● Exercise brief
Turn the lines below into a JSON list of strings, one string per line, leaving out blank lines and pictures.
+++ Supplied records
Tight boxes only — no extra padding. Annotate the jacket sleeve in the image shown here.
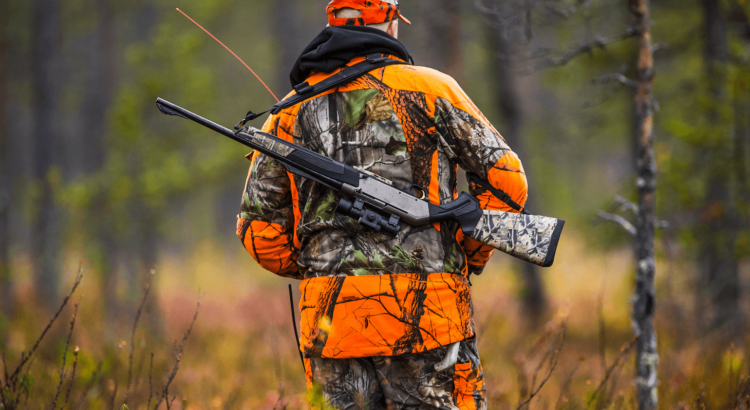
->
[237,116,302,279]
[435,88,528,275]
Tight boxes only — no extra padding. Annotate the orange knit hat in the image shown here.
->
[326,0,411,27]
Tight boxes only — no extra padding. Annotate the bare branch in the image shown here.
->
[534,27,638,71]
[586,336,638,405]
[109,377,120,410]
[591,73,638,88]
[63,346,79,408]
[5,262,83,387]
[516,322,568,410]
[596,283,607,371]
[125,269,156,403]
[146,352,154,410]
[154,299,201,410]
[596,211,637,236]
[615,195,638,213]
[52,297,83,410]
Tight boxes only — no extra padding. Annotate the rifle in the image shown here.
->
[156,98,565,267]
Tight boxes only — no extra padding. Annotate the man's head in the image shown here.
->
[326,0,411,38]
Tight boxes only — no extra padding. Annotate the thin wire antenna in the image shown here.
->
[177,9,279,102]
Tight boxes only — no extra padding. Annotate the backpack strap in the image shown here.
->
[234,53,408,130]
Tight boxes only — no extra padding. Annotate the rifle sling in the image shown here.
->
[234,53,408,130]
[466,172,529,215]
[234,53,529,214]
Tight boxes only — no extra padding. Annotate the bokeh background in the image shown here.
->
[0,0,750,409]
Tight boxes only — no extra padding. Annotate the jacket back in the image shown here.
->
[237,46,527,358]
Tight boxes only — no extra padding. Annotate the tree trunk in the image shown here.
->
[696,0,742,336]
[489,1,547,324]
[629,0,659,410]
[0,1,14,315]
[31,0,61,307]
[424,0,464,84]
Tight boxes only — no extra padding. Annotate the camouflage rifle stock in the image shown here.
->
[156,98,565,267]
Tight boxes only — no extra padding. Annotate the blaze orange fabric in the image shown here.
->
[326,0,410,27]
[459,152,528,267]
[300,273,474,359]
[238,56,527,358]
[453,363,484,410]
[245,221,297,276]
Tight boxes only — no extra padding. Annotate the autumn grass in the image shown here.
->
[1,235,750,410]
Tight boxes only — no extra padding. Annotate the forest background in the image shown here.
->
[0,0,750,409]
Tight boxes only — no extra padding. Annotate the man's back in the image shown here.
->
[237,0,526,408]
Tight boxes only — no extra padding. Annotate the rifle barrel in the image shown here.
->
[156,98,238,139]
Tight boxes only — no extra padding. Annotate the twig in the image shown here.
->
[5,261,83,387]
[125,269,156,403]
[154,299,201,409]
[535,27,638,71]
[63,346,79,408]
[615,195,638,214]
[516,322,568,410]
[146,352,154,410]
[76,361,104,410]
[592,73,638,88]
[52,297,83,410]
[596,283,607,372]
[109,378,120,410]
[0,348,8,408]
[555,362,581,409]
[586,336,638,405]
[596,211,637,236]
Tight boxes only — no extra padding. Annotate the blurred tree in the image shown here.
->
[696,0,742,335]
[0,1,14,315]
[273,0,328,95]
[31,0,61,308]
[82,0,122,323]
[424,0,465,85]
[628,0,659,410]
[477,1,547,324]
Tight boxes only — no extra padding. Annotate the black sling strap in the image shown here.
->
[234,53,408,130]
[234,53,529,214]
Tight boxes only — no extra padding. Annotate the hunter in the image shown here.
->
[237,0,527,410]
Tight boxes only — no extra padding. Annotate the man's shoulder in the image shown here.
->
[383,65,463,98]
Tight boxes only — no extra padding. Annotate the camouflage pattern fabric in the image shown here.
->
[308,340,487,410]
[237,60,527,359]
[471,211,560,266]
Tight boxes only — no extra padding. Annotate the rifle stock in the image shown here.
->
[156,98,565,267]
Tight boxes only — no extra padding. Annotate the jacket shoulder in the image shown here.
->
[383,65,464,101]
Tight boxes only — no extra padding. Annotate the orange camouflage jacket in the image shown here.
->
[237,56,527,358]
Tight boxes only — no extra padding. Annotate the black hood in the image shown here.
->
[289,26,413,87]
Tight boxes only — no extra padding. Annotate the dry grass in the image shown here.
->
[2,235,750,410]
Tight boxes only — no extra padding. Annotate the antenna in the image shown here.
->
++++++
● Correct response
[
  "Tight boxes only — no extra padding. Annotate the jacket sleeve in the image shown here.",
  "->",
  "[237,116,302,279]",
  "[435,88,528,275]",
  "Tight boxes only — no extra padding. Annotate the orange knit hat in the image shown here.",
  "->",
  "[326,0,411,27]",
  "Tight boxes only — no extra padding. Annotate the bare branch in the image shown here.",
  "->",
  "[534,27,638,71]",
  "[586,336,638,405]",
  "[109,377,120,410]",
  "[591,73,638,88]",
  "[63,346,79,408]",
  "[5,262,83,387]",
  "[516,322,568,410]",
  "[596,283,607,371]",
  "[125,269,156,403]",
  "[146,352,154,410]",
  "[154,299,201,410]",
  "[596,211,637,236]",
  "[615,195,638,213]",
  "[52,297,83,410]",
  "Tight boxes only — no extra padding. Annotate the rifle in the image shown here.",
  "->",
  "[156,98,565,267]",
  "Tight boxes only — no extra padding. Annotate the man's head in the image shown here.",
  "->",
  "[326,0,411,38]",
  "Tight boxes only — no extra padding. Annotate the thin wire antenna in the image shown here.",
  "->",
  "[177,9,279,102]",
  "Tight boxes only — no extra padding. Annotate the backpack strap in the image shown here.",
  "->",
  "[234,53,408,130]",
  "Tight boxes only — no extra padding. Annotate the rifle sling in the image shown here.",
  "->",
  "[234,53,408,130]",
  "[466,172,529,215]",
  "[234,53,529,214]",
  "Tight boxes only — no extra padding. Annotate the bokeh background in the image shown here.",
  "->",
  "[0,0,750,409]",
  "Tight boxes only — no extra padding. Annotate the jacket back in the image shown here.",
  "->",
  "[237,46,527,358]",
  "Tight boxes only — no extra padding. Annotate the tree trunk in the image shown here.",
  "->",
  "[696,0,742,336]",
  "[489,1,547,324]",
  "[629,0,659,410]",
  "[0,1,14,315]",
  "[31,0,61,307]",
  "[424,0,464,84]",
  "Tight boxes only — no extra padding. Annotate the camouflage rifle stock in the image shown here.",
  "->",
  "[156,98,565,267]",
  "Tight boxes only — no extra padding. Annotate the blaze orange fabric in the image shown here.",
  "->",
  "[326,0,410,27]",
  "[459,152,528,267]",
  "[300,273,474,359]",
  "[238,56,527,358]",
  "[453,363,484,410]",
  "[245,221,297,276]",
  "Tight boxes only — no extra padding. Annotate the autumn grass in the image shown here.",
  "->",
  "[1,235,750,410]",
  "Tight boxes only — no extra padding. Annotate the forest background in the image shown here.",
  "->",
  "[0,0,750,409]",
  "Tight boxes only — no extra padding. Annotate the man's back in the image shown here.",
  "->",
  "[237,0,526,408]",
  "Tight boxes only — no extra padding. Annotate the rifle barrel in the image shown here.",
  "->",
  "[156,98,238,139]",
  "Tight boxes only — no extra padding. Annotate the twig in the image shown here.",
  "->",
  "[5,261,83,387]",
  "[125,269,156,403]",
  "[154,299,201,409]",
  "[535,27,638,71]",
  "[63,346,79,408]",
  "[615,195,638,214]",
  "[516,322,568,410]",
  "[146,352,154,410]",
  "[76,361,104,410]",
  "[592,73,638,88]",
  "[52,297,83,410]",
  "[596,283,607,372]",
  "[109,378,120,410]",
  "[0,348,8,408]",
  "[555,362,581,409]",
  "[586,336,638,405]",
  "[596,211,637,236]",
  "Tight boxes only — no extra padding. Annotate the blurred tree in the image shown here.",
  "->",
  "[696,0,742,335]",
  "[0,1,14,315]",
  "[273,0,328,95]",
  "[31,0,61,308]",
  "[82,0,122,323]",
  "[424,0,465,85]",
  "[628,0,659,410]",
  "[477,1,547,324]",
  "Tight boxes only — no extra padding. Annotate the black sling strap in the image shown here.",
  "->",
  "[234,53,408,130]",
  "[234,53,529,214]",
  "Tight boxes only — no extra padding. Annotate the hunter in the image shown here.",
  "->",
  "[237,0,527,410]",
  "Tight boxes only — no extra padding. Annotate the man's shoulder in the image shown here.",
  "->",
  "[383,65,463,98]",
  "Tight boxes only — no extra padding. Annotate the camouflage pattern fabric in the image shown here.",
  "->",
  "[308,340,487,410]",
  "[237,60,527,359]",
  "[471,211,560,266]",
  "Tight boxes only — no extra padding. Annotate the rifle stock in the image shown here.",
  "->",
  "[156,98,565,267]",
  "Tight boxes only — no extra padding. Annotate the jacket shoulder in the image shown here.",
  "->",
  "[383,65,464,101]",
  "Tight boxes only — no extra padding. Annotate the orange camouflage jacket in the image shown here.",
  "->",
  "[237,56,527,358]",
  "Tight boxes only — no extra padding. Annotate the black hood in the image shown here.",
  "->",
  "[289,26,413,87]",
  "Tight boxes only — no extra padding. Annotate the dry grass in the image shown here.",
  "->",
  "[2,235,750,410]",
  "Tight boxes only — no extra padding. Annotate the antenna in the image shown here.",
  "->"
]